Directive >>
Leave out the pictures and retype exactly the lines from the line with "Expected: one point per instance of the white sneaker, reported" through the end of the listing below.

Point annotations for photos
.....

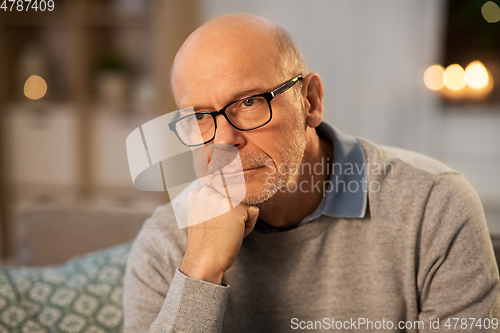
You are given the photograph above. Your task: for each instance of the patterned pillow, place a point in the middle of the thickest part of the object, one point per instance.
(84, 295)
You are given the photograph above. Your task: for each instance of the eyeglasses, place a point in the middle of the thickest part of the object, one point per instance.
(244, 114)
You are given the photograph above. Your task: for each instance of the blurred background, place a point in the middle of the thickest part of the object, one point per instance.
(75, 81)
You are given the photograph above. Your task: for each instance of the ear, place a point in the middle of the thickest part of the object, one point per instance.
(312, 94)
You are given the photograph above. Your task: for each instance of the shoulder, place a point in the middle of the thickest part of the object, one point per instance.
(409, 160)
(402, 181)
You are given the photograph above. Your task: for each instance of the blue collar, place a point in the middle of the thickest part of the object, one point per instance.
(347, 197)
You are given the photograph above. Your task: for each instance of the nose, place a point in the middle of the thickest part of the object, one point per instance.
(226, 134)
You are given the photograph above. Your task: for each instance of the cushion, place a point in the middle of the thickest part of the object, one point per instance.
(84, 295)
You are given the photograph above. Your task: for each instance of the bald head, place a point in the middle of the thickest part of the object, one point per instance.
(235, 43)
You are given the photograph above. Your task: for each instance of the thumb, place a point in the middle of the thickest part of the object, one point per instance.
(253, 214)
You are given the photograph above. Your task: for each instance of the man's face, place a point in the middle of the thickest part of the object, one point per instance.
(208, 78)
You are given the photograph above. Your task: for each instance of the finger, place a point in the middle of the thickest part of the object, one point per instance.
(253, 214)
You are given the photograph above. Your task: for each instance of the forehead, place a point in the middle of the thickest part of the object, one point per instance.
(218, 66)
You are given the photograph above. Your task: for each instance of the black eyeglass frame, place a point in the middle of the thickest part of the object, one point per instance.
(268, 96)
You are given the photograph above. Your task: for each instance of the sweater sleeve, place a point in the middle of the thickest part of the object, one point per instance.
(457, 273)
(157, 296)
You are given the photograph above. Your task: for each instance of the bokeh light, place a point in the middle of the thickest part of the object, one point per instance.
(476, 75)
(433, 77)
(454, 77)
(35, 87)
(491, 12)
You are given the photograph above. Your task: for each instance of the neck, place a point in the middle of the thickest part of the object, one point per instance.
(288, 207)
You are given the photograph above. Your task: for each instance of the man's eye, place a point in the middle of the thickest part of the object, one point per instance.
(248, 102)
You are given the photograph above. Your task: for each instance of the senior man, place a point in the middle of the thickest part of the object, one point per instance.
(405, 249)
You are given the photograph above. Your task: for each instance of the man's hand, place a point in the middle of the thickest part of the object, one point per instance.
(212, 246)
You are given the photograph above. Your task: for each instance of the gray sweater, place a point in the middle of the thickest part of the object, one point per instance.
(419, 258)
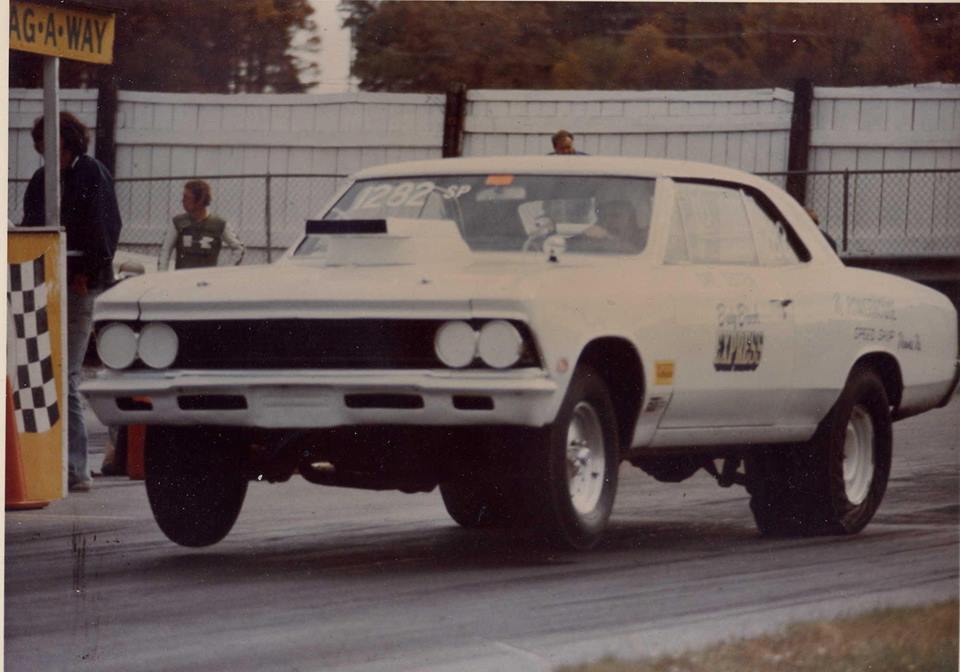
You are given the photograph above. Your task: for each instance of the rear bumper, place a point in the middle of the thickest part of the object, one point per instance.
(321, 399)
(953, 386)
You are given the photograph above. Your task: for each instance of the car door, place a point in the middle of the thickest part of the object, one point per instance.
(735, 334)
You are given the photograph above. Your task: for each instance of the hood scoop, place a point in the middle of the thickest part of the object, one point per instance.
(384, 242)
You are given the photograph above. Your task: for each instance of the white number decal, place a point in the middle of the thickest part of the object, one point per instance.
(420, 193)
(400, 194)
(377, 194)
(404, 194)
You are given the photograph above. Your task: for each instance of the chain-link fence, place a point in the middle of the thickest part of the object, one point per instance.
(886, 212)
(871, 212)
(268, 212)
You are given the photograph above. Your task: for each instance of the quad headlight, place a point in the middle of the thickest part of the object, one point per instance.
(117, 345)
(456, 344)
(158, 345)
(500, 344)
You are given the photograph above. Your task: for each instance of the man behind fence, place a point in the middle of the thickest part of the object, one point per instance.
(91, 217)
(197, 235)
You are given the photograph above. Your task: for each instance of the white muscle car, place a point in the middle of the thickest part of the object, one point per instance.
(511, 330)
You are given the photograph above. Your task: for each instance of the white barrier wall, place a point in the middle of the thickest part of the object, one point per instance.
(743, 129)
(236, 137)
(162, 135)
(897, 128)
(228, 137)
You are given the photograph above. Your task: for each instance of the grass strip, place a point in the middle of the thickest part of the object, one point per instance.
(913, 639)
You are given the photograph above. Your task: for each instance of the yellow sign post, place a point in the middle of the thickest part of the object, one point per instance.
(36, 365)
(36, 298)
(77, 34)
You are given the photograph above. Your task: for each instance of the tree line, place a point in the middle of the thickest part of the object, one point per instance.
(426, 46)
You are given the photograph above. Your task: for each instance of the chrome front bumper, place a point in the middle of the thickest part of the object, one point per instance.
(321, 399)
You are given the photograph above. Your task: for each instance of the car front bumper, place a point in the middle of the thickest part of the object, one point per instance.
(322, 399)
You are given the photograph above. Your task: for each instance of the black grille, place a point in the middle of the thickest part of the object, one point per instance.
(317, 344)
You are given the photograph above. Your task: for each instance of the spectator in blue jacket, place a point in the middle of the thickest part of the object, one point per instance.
(91, 217)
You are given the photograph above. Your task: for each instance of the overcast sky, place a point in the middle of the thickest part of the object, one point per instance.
(334, 56)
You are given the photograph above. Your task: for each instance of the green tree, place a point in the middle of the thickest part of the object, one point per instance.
(222, 46)
(426, 46)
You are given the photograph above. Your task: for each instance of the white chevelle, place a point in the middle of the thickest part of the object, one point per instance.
(512, 329)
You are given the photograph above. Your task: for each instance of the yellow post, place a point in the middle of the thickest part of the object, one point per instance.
(36, 357)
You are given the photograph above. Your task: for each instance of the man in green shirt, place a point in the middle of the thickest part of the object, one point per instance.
(197, 235)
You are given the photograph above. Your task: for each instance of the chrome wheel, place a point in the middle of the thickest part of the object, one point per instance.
(858, 465)
(586, 461)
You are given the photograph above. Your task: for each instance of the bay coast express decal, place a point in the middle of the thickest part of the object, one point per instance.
(739, 338)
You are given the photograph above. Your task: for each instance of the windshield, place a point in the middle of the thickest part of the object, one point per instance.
(606, 215)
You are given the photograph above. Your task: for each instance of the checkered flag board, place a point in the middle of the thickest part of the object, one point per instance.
(35, 394)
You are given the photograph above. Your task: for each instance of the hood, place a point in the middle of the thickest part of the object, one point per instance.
(311, 288)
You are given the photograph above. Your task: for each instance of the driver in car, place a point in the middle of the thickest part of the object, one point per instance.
(616, 229)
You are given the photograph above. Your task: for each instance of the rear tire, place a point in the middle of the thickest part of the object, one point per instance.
(834, 483)
(195, 484)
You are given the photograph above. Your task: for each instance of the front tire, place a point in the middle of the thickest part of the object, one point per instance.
(834, 483)
(575, 465)
(195, 484)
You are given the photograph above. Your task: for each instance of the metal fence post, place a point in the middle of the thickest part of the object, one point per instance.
(266, 219)
(798, 155)
(846, 208)
(453, 117)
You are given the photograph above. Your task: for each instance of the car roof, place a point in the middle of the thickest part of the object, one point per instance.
(561, 165)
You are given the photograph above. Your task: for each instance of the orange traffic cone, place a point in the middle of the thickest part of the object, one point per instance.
(15, 480)
(136, 439)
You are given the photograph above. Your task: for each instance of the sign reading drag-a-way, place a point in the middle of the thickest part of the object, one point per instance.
(77, 34)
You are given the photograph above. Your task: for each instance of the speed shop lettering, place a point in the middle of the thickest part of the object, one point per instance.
(739, 348)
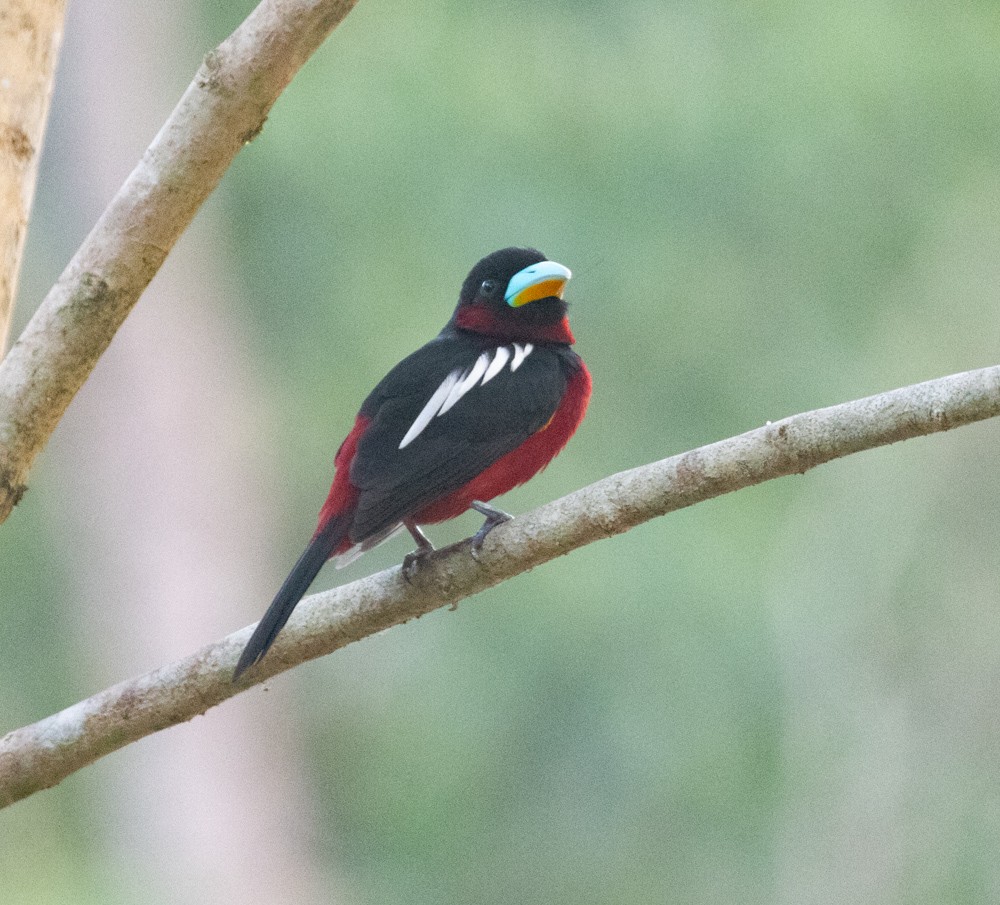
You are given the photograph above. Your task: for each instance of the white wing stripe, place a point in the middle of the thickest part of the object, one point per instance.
(431, 409)
(501, 358)
(458, 383)
(468, 381)
(520, 353)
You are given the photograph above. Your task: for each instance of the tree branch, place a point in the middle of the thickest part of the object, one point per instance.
(30, 35)
(223, 108)
(42, 754)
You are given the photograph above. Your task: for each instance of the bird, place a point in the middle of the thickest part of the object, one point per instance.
(477, 411)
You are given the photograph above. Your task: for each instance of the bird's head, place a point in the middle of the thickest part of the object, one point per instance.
(515, 294)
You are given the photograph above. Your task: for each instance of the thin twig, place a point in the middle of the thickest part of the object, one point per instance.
(222, 110)
(41, 755)
(30, 36)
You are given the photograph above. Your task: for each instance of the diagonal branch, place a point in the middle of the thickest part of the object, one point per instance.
(222, 109)
(41, 755)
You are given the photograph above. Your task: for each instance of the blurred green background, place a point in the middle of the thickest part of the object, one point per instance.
(786, 695)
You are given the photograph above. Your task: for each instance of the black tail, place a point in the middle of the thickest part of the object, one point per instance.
(291, 592)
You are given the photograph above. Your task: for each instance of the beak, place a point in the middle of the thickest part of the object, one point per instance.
(543, 280)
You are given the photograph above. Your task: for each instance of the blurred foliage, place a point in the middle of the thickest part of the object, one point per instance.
(787, 695)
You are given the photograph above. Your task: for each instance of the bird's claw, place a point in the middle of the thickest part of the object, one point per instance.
(411, 564)
(494, 517)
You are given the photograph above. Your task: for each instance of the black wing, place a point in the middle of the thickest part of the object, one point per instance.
(449, 448)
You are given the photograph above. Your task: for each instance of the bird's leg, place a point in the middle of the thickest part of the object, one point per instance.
(494, 517)
(424, 548)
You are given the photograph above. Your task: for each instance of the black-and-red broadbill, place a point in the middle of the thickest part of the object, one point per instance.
(480, 409)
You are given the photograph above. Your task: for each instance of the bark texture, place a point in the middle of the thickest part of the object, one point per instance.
(40, 755)
(222, 110)
(30, 35)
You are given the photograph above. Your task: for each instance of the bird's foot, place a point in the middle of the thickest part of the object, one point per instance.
(411, 562)
(494, 517)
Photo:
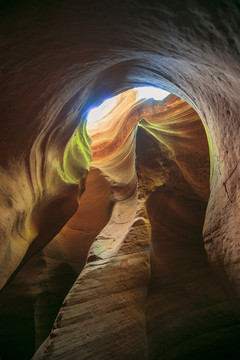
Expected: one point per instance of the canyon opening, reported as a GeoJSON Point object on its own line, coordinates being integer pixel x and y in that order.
{"type": "Point", "coordinates": [119, 226]}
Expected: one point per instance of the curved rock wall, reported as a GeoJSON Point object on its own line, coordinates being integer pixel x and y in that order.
{"type": "Point", "coordinates": [61, 57]}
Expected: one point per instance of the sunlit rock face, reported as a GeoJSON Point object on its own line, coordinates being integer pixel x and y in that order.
{"type": "Point", "coordinates": [147, 289]}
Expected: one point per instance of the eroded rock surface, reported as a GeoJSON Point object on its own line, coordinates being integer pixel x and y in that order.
{"type": "Point", "coordinates": [58, 59]}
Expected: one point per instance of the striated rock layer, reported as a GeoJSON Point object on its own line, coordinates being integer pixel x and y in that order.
{"type": "Point", "coordinates": [58, 59]}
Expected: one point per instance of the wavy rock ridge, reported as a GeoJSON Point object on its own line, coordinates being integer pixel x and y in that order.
{"type": "Point", "coordinates": [147, 289]}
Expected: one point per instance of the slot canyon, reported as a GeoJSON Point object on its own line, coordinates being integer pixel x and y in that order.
{"type": "Point", "coordinates": [119, 237]}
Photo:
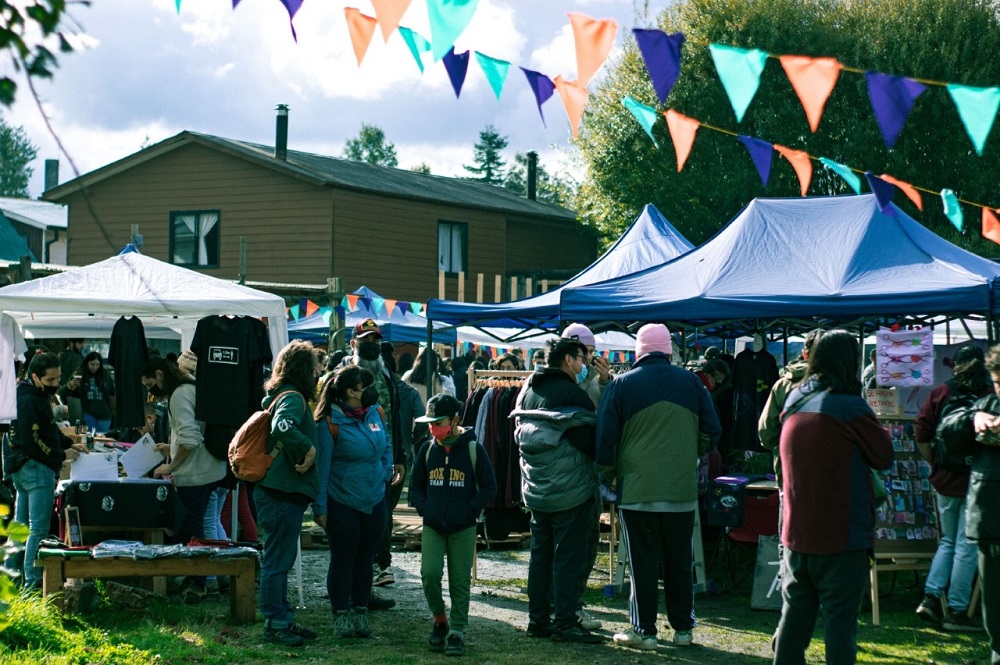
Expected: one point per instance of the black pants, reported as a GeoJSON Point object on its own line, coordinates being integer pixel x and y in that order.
{"type": "Point", "coordinates": [664, 539]}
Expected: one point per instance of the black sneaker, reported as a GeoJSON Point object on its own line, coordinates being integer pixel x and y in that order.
{"type": "Point", "coordinates": [377, 602]}
{"type": "Point", "coordinates": [304, 633]}
{"type": "Point", "coordinates": [282, 636]}
{"type": "Point", "coordinates": [575, 633]}
{"type": "Point", "coordinates": [437, 637]}
{"type": "Point", "coordinates": [930, 610]}
{"type": "Point", "coordinates": [455, 645]}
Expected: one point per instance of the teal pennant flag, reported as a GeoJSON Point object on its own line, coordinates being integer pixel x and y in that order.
{"type": "Point", "coordinates": [977, 107]}
{"type": "Point", "coordinates": [495, 71]}
{"type": "Point", "coordinates": [739, 70]}
{"type": "Point", "coordinates": [845, 172]}
{"type": "Point", "coordinates": [646, 115]}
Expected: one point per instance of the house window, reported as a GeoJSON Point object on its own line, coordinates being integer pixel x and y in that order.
{"type": "Point", "coordinates": [194, 238]}
{"type": "Point", "coordinates": [452, 247]}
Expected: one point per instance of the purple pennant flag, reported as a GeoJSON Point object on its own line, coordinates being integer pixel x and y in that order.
{"type": "Point", "coordinates": [542, 86]}
{"type": "Point", "coordinates": [892, 99]}
{"type": "Point", "coordinates": [883, 192]}
{"type": "Point", "coordinates": [662, 54]}
{"type": "Point", "coordinates": [457, 65]}
{"type": "Point", "coordinates": [761, 153]}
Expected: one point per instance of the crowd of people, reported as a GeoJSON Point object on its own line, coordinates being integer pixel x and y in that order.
{"type": "Point", "coordinates": [346, 429]}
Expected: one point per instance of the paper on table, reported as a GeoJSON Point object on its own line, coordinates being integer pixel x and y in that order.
{"type": "Point", "coordinates": [141, 457]}
{"type": "Point", "coordinates": [94, 466]}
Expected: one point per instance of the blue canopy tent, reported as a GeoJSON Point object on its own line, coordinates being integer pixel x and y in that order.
{"type": "Point", "coordinates": [651, 240]}
{"type": "Point", "coordinates": [837, 257]}
{"type": "Point", "coordinates": [397, 327]}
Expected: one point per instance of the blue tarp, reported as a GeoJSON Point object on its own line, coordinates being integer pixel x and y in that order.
{"type": "Point", "coordinates": [833, 257]}
{"type": "Point", "coordinates": [649, 241]}
{"type": "Point", "coordinates": [397, 327]}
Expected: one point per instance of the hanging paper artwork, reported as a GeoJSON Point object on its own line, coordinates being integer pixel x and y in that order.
{"type": "Point", "coordinates": [904, 358]}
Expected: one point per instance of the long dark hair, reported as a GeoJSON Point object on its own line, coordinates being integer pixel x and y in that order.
{"type": "Point", "coordinates": [833, 361]}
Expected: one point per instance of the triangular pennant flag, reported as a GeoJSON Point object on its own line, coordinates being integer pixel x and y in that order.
{"type": "Point", "coordinates": [594, 39]}
{"type": "Point", "coordinates": [542, 86]}
{"type": "Point", "coordinates": [457, 65]}
{"type": "Point", "coordinates": [416, 43]}
{"type": "Point", "coordinates": [952, 210]}
{"type": "Point", "coordinates": [388, 14]}
{"type": "Point", "coordinates": [662, 55]}
{"type": "Point", "coordinates": [813, 80]}
{"type": "Point", "coordinates": [761, 152]}
{"type": "Point", "coordinates": [574, 98]}
{"type": "Point", "coordinates": [892, 98]}
{"type": "Point", "coordinates": [908, 189]}
{"type": "Point", "coordinates": [844, 172]}
{"type": "Point", "coordinates": [361, 28]}
{"type": "Point", "coordinates": [739, 70]}
{"type": "Point", "coordinates": [991, 225]}
{"type": "Point", "coordinates": [977, 107]}
{"type": "Point", "coordinates": [800, 162]}
{"type": "Point", "coordinates": [646, 115]}
{"type": "Point", "coordinates": [448, 18]}
{"type": "Point", "coordinates": [682, 131]}
{"type": "Point", "coordinates": [882, 190]}
{"type": "Point", "coordinates": [495, 71]}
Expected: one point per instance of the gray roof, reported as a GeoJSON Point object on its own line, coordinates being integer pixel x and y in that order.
{"type": "Point", "coordinates": [337, 172]}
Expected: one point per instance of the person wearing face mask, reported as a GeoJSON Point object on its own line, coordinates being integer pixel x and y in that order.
{"type": "Point", "coordinates": [354, 460]}
{"type": "Point", "coordinates": [32, 457]}
{"type": "Point", "coordinates": [452, 482]}
{"type": "Point", "coordinates": [555, 428]}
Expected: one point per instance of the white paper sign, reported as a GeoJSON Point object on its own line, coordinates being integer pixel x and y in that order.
{"type": "Point", "coordinates": [141, 457]}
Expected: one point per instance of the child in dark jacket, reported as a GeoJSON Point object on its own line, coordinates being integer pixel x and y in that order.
{"type": "Point", "coordinates": [452, 482]}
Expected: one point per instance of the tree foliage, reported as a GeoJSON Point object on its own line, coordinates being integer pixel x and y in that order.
{"type": "Point", "coordinates": [16, 153]}
{"type": "Point", "coordinates": [487, 155]}
{"type": "Point", "coordinates": [943, 40]}
{"type": "Point", "coordinates": [371, 146]}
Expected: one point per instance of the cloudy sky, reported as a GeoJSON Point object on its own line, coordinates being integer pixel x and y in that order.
{"type": "Point", "coordinates": [149, 73]}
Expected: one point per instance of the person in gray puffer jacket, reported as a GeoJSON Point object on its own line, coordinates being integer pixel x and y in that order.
{"type": "Point", "coordinates": [556, 433]}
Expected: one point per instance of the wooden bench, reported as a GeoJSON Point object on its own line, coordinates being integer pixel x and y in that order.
{"type": "Point", "coordinates": [242, 572]}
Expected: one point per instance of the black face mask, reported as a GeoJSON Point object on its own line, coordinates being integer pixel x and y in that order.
{"type": "Point", "coordinates": [369, 397]}
{"type": "Point", "coordinates": [369, 350]}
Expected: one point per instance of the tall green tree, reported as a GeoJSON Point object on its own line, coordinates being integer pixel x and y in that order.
{"type": "Point", "coordinates": [489, 162]}
{"type": "Point", "coordinates": [371, 146]}
{"type": "Point", "coordinates": [943, 40]}
{"type": "Point", "coordinates": [16, 153]}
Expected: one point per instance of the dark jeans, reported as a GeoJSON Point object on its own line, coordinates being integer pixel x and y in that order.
{"type": "Point", "coordinates": [558, 559]}
{"type": "Point", "coordinates": [834, 582]}
{"type": "Point", "coordinates": [353, 537]}
{"type": "Point", "coordinates": [659, 541]}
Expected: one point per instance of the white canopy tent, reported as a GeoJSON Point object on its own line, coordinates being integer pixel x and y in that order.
{"type": "Point", "coordinates": [169, 300]}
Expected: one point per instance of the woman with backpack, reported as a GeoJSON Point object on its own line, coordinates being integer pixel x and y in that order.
{"type": "Point", "coordinates": [354, 459]}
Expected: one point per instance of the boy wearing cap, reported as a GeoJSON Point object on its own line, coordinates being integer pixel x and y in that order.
{"type": "Point", "coordinates": [452, 482]}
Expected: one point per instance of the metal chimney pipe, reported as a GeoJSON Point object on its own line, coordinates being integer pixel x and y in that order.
{"type": "Point", "coordinates": [532, 174]}
{"type": "Point", "coordinates": [281, 133]}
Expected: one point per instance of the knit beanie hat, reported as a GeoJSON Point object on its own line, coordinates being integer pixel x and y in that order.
{"type": "Point", "coordinates": [653, 337]}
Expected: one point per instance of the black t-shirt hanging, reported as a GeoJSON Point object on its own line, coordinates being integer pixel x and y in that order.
{"type": "Point", "coordinates": [127, 355]}
{"type": "Point", "coordinates": [227, 350]}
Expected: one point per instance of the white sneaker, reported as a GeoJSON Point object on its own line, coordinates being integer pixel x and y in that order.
{"type": "Point", "coordinates": [630, 639]}
{"type": "Point", "coordinates": [587, 620]}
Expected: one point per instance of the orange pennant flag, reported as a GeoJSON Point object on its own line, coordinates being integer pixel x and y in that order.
{"type": "Point", "coordinates": [389, 13]}
{"type": "Point", "coordinates": [362, 28]}
{"type": "Point", "coordinates": [991, 225]}
{"type": "Point", "coordinates": [908, 189]}
{"type": "Point", "coordinates": [594, 39]}
{"type": "Point", "coordinates": [574, 98]}
{"type": "Point", "coordinates": [813, 80]}
{"type": "Point", "coordinates": [682, 131]}
{"type": "Point", "coordinates": [800, 162]}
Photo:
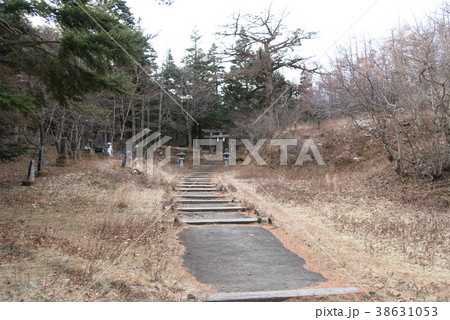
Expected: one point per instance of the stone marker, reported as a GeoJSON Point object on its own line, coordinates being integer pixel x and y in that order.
{"type": "Point", "coordinates": [100, 141]}
{"type": "Point", "coordinates": [62, 159]}
{"type": "Point", "coordinates": [31, 175]}
{"type": "Point", "coordinates": [109, 150]}
{"type": "Point", "coordinates": [41, 160]}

.....

Response for this exercise >>
Expected: one point per instance of the white sneaker, reported as a GeoJSON Point object on its own line, coordinates being integer pixel x and y in that order.
{"type": "Point", "coordinates": [630, 639]}
{"type": "Point", "coordinates": [587, 620]}
Expected: one point per instance of the orange pennant flag, reported as a GeoJSON Point object on its own line, coordinates being integer pixel x and y in that order.
{"type": "Point", "coordinates": [389, 13]}
{"type": "Point", "coordinates": [362, 28]}
{"type": "Point", "coordinates": [991, 225]}
{"type": "Point", "coordinates": [908, 189]}
{"type": "Point", "coordinates": [594, 39]}
{"type": "Point", "coordinates": [574, 98]}
{"type": "Point", "coordinates": [813, 80]}
{"type": "Point", "coordinates": [682, 131]}
{"type": "Point", "coordinates": [800, 162]}
Photo:
Expected: one point per instance of the stone marker, reported as a GeoJSON Point object on its own line, coordinates being integer pixel x and y in that order.
{"type": "Point", "coordinates": [100, 141]}
{"type": "Point", "coordinates": [62, 159]}
{"type": "Point", "coordinates": [31, 175]}
{"type": "Point", "coordinates": [109, 150]}
{"type": "Point", "coordinates": [41, 160]}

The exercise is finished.